* [Votre objectif] Reproduisez toutes les lignes des enregistrements ci-dessous, consignes comprises, en ajoutant -3 à chacune des coordonnées figurant dans les réponses. Omettez les images, s'il vous plaît.

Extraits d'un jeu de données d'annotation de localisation
_ _ _ _ _

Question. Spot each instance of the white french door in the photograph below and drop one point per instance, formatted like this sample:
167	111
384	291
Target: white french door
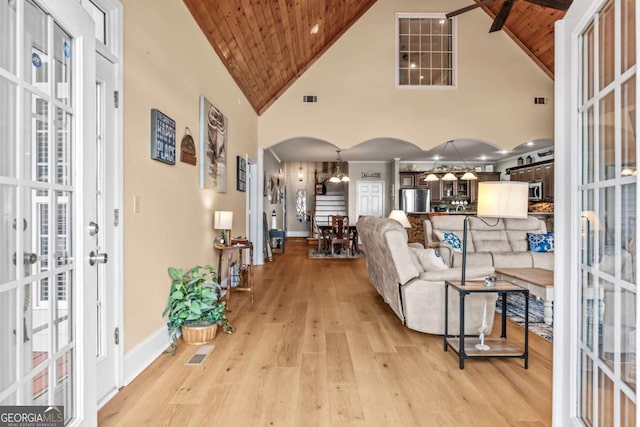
107	338
47	290
597	73
369	199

_ _ _ _ _

* [Résultat attendu]
Question. Spot each instance of the white french door in the photograph below and drop one point per instance, formatted like this sample:
167	111
384	291
Target: white french door
104	335
44	287
594	70
366	196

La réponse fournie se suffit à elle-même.